# Objective
Rewrite the lines below as a numbered list, omitting any blank lines and leaving out the pictures.

# Information shown

>>>

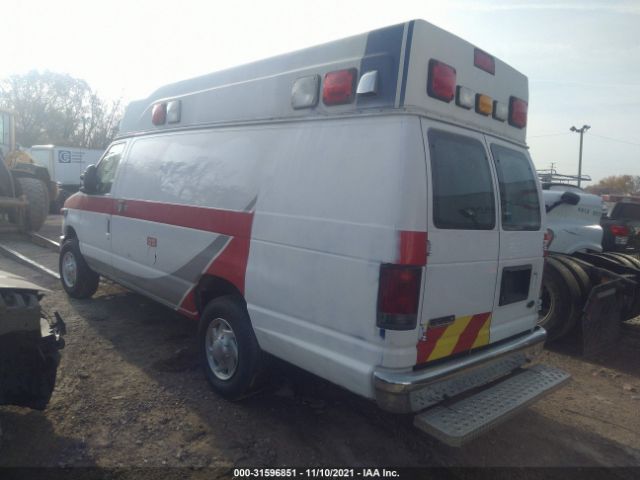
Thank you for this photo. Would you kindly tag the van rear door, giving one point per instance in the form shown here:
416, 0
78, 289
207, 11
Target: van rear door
521, 237
463, 236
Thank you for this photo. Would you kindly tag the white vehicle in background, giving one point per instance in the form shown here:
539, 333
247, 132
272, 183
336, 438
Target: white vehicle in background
576, 270
365, 209
65, 166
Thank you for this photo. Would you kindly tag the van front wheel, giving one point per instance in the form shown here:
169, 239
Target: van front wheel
229, 350
77, 279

<<<

# Result
1. Thank you for this photo. Would you kindly tag the van rear door, giving one point per instance in the form shown here:
2. 416, 0
3. 78, 289
4. 207, 11
5. Target: van rear door
6. 521, 237
7. 463, 236
8. Thank you for this photo. Would you kindly tag the white vehicle in background, giving one point per instance in the form shown here:
9. 539, 333
10. 247, 132
11. 272, 183
12. 336, 438
13. Target: white vehicle in background
14. 576, 270
15. 365, 209
16. 65, 166
17. Thank you for this photo. Would you kindly tag the van front wheel, giving one point per instance in the form shown here:
18. 169, 239
19. Target: van front wheel
20. 229, 350
21. 77, 279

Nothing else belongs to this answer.